Set task: Copy the entries below verbatim, beginning with their very first line and continuing through the line that contains "(1042, 472)", including that line.
════════════════
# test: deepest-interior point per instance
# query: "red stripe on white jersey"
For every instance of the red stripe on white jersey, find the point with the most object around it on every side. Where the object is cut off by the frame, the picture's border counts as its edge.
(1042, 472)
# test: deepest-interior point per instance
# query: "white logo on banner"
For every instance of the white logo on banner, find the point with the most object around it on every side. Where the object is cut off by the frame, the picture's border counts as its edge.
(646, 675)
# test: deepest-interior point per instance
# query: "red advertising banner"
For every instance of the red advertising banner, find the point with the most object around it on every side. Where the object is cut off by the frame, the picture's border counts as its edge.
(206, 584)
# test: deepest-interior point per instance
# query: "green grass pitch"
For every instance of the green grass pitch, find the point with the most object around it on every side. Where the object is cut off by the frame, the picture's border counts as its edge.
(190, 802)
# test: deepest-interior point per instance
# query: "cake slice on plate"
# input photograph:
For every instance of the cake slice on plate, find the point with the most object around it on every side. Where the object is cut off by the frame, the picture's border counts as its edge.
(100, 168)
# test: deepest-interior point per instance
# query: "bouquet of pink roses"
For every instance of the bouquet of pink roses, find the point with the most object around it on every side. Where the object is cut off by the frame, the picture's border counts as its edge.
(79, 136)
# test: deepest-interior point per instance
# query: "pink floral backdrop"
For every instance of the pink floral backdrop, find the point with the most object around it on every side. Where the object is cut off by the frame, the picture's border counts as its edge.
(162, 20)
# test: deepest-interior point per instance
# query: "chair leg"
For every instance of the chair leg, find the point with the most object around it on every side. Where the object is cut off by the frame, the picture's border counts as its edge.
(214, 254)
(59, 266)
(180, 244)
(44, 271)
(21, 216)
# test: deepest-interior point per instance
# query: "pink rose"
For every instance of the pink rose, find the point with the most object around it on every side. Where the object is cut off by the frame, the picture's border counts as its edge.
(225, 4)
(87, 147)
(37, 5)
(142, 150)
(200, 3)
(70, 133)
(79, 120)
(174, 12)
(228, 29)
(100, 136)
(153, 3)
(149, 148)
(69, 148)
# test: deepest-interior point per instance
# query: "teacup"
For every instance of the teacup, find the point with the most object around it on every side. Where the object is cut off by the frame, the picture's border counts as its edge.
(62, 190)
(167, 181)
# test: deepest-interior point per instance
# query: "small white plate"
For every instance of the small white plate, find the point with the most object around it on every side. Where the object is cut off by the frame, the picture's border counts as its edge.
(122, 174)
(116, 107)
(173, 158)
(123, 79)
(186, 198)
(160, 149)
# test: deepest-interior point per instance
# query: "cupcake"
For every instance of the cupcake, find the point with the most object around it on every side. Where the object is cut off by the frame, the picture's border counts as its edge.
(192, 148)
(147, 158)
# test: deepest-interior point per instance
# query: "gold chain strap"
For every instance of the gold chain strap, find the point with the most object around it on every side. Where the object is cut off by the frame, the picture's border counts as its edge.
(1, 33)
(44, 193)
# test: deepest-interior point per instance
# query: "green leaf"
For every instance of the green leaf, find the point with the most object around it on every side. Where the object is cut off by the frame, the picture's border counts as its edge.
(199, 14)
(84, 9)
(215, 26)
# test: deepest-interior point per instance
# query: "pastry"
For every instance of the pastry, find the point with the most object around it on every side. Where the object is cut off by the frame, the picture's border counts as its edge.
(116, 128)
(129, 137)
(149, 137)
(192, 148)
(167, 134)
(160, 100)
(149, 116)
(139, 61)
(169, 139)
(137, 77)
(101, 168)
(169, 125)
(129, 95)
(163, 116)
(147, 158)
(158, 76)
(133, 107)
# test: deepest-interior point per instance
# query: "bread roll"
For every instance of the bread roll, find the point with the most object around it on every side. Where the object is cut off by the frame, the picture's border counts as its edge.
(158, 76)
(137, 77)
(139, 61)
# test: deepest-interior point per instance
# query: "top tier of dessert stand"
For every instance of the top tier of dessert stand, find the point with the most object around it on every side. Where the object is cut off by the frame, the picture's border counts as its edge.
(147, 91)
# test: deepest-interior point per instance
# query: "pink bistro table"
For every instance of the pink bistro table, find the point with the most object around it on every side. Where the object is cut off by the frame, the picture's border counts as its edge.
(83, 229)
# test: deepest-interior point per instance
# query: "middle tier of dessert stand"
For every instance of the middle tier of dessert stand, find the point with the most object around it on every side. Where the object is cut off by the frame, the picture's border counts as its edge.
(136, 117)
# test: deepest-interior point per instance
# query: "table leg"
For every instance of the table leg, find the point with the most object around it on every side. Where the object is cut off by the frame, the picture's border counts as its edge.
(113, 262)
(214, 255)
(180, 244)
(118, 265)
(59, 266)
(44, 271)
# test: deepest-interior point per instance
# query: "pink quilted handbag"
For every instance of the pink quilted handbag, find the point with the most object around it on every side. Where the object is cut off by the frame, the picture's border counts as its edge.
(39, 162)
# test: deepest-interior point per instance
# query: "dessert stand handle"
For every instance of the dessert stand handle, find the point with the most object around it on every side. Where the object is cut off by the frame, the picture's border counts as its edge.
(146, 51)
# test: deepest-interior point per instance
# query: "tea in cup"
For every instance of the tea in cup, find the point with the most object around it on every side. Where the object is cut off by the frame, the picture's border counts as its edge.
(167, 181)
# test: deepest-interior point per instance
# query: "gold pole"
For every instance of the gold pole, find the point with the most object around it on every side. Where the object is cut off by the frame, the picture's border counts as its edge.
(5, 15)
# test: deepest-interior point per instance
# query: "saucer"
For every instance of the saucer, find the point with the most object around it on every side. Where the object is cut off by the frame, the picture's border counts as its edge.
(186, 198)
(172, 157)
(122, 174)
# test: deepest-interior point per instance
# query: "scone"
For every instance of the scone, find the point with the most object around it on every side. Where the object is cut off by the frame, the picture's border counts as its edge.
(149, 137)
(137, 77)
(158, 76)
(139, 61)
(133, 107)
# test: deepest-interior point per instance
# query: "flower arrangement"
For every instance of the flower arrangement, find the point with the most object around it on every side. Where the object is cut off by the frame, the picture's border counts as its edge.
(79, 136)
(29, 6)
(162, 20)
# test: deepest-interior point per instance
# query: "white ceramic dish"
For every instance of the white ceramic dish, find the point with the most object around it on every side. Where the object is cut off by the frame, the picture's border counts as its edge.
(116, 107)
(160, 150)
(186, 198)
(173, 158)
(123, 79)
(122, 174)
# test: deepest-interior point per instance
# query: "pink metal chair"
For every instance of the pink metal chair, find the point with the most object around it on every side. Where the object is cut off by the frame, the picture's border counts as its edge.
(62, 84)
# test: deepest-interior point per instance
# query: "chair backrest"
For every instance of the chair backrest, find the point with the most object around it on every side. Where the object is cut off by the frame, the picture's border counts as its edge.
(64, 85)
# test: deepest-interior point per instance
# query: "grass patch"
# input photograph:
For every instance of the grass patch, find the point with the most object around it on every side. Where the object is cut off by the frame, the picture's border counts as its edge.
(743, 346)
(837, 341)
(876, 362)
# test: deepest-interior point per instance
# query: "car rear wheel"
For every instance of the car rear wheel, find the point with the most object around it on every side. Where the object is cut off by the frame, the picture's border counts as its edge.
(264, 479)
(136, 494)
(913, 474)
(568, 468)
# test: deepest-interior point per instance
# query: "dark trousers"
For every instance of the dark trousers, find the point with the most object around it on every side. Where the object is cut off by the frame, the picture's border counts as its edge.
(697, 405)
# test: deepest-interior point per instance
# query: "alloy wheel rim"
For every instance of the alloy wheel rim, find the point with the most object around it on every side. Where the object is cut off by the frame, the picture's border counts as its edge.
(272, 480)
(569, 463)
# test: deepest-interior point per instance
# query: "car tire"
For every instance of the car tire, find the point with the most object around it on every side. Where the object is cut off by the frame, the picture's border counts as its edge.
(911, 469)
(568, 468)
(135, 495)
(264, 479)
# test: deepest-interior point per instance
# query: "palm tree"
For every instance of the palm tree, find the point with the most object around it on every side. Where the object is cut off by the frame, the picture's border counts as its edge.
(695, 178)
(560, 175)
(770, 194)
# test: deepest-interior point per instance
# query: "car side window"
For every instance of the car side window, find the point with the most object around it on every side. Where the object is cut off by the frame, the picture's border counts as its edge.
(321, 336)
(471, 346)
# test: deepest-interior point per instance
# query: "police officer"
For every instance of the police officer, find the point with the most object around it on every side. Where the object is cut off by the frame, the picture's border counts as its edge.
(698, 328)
════════════════
Answer:
# test: deepest-interior point per instance
# query: "red stripe on white jersey"
For every instance of the red stripe on white jersey, find the point with the most object around it on every side. Where the object is cut off by the frame, the picture's border counts as its edge.
(1042, 472)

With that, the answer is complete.